Stated exercise: Update the material below from the line containing "Study the photograph above. Where on each instance of the parked" through the end of the material, replacing "parked sedan" with "parked hatchback" and keeping everything else the same.

[Named object pointing entries]
################
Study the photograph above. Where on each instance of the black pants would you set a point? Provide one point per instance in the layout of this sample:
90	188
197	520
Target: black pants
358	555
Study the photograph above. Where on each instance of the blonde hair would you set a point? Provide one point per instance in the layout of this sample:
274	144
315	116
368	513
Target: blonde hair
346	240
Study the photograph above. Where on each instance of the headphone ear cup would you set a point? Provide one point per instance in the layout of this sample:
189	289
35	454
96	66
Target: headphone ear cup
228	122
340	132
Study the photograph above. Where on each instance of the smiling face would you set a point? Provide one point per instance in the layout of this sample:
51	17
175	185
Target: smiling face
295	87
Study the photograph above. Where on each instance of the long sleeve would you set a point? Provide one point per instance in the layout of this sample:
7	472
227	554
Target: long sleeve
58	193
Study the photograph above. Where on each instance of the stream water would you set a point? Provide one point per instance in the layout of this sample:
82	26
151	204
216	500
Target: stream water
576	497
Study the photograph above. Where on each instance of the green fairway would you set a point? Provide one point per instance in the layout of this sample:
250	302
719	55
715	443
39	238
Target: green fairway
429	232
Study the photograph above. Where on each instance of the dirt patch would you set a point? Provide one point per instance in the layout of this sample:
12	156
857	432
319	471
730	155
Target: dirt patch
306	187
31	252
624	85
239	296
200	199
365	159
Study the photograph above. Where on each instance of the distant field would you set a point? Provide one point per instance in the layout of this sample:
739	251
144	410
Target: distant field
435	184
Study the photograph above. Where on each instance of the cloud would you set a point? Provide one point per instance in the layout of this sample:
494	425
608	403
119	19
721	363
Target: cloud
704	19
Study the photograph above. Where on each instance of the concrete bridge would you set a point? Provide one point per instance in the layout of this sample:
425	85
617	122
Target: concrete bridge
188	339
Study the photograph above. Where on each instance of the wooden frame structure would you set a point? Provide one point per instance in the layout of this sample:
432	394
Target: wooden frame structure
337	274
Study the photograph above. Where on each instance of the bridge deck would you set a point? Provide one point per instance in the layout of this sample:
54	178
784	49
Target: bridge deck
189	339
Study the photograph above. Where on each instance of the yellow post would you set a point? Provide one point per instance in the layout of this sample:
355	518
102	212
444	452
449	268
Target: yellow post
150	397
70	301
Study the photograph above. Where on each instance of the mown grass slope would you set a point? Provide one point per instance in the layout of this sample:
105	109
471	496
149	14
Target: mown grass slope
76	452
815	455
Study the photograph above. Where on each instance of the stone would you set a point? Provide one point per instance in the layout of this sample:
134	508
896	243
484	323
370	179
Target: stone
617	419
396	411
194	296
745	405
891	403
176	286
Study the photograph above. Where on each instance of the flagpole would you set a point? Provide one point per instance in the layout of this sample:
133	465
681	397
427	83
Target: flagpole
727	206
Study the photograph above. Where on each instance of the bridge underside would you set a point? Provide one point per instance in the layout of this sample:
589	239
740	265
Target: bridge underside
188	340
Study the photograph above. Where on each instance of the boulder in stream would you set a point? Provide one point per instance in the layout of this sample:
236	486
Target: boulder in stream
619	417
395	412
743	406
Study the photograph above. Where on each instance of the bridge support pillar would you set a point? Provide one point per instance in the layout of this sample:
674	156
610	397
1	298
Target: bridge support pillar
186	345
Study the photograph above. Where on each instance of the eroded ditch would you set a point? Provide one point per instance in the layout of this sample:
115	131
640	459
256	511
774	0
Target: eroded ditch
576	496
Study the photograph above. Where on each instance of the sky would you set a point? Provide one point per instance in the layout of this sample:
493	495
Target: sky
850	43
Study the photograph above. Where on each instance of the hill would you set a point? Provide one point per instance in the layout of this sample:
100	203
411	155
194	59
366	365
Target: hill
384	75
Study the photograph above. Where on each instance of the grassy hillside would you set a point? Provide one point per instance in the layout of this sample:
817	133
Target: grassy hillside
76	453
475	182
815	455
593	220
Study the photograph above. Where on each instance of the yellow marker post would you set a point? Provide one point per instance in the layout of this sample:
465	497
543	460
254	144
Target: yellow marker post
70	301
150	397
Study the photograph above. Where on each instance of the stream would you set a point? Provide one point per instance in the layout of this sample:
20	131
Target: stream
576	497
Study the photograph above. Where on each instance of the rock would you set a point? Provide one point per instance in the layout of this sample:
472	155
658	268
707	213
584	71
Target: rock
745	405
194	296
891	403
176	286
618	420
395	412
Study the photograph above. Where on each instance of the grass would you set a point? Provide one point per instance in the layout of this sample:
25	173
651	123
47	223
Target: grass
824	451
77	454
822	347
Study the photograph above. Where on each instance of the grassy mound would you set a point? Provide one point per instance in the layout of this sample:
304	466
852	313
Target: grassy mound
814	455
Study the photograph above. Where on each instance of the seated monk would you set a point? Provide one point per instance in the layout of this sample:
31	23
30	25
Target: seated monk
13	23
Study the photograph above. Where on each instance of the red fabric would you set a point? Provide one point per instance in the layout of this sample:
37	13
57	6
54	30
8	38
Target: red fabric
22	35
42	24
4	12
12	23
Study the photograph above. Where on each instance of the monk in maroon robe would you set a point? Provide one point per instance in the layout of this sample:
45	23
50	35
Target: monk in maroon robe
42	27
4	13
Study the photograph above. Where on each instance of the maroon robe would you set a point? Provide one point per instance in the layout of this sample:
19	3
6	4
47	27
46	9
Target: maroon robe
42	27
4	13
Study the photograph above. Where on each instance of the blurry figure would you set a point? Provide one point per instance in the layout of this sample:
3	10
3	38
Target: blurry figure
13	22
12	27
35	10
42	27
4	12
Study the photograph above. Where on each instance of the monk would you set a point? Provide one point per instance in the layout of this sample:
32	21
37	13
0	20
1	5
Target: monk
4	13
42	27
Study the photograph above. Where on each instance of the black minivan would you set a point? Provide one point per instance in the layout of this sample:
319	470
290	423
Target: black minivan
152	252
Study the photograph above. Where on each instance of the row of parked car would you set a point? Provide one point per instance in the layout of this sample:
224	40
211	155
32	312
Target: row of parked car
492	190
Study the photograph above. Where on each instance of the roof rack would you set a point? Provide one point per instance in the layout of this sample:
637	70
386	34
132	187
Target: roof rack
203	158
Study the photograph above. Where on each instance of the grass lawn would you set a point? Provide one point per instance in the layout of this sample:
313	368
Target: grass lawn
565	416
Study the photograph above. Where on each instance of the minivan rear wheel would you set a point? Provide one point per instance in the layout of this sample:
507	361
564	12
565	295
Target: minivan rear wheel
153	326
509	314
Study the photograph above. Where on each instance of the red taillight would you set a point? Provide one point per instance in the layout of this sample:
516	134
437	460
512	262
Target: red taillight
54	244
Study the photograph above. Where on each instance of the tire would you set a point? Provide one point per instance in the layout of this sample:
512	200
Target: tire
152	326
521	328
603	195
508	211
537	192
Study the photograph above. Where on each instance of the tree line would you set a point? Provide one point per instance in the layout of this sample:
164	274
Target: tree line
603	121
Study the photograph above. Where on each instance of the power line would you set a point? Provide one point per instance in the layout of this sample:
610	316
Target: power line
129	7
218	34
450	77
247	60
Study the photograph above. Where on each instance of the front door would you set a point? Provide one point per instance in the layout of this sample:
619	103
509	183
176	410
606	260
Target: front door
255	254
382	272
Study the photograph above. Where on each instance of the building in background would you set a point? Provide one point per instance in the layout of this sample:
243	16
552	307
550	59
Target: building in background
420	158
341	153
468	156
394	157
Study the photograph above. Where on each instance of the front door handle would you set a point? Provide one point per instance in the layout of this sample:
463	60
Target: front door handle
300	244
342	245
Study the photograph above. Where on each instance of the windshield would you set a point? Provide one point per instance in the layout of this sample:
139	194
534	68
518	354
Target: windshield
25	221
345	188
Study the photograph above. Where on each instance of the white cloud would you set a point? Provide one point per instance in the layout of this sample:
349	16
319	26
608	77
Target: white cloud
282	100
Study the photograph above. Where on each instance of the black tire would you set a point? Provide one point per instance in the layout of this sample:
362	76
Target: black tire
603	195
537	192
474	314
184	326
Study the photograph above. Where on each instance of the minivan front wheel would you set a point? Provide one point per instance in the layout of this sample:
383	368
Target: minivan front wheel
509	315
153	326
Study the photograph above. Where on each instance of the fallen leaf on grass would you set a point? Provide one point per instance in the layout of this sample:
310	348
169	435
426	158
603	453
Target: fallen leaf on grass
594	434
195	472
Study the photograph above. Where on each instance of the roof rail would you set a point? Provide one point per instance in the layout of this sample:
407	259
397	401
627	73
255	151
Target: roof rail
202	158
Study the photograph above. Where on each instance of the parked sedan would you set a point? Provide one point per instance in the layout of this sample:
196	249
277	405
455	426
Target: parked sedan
################
Exercise output:
Study the photograph above. Where on each instance of the parked hatchback would you set a point? Provide one point per instance in the layout of this sample:
196	249
277	405
455	426
Target: parked hatchback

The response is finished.